▶ Aim
Copy each of the records below word for word.

▶ Data extract
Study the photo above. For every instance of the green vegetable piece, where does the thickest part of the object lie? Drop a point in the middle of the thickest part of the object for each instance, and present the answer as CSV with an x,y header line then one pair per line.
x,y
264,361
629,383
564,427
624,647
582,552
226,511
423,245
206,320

▶ Task response
Study the photo above. For every instance of the green vegetable piece, where does the thickest part of the object lie? Drop a point in the middle of the thickest part of the object for each instance, and present the answer as CSV with an x,y header line then one pair per line.
x,y
264,361
629,383
564,427
624,647
582,552
226,511
423,245
206,320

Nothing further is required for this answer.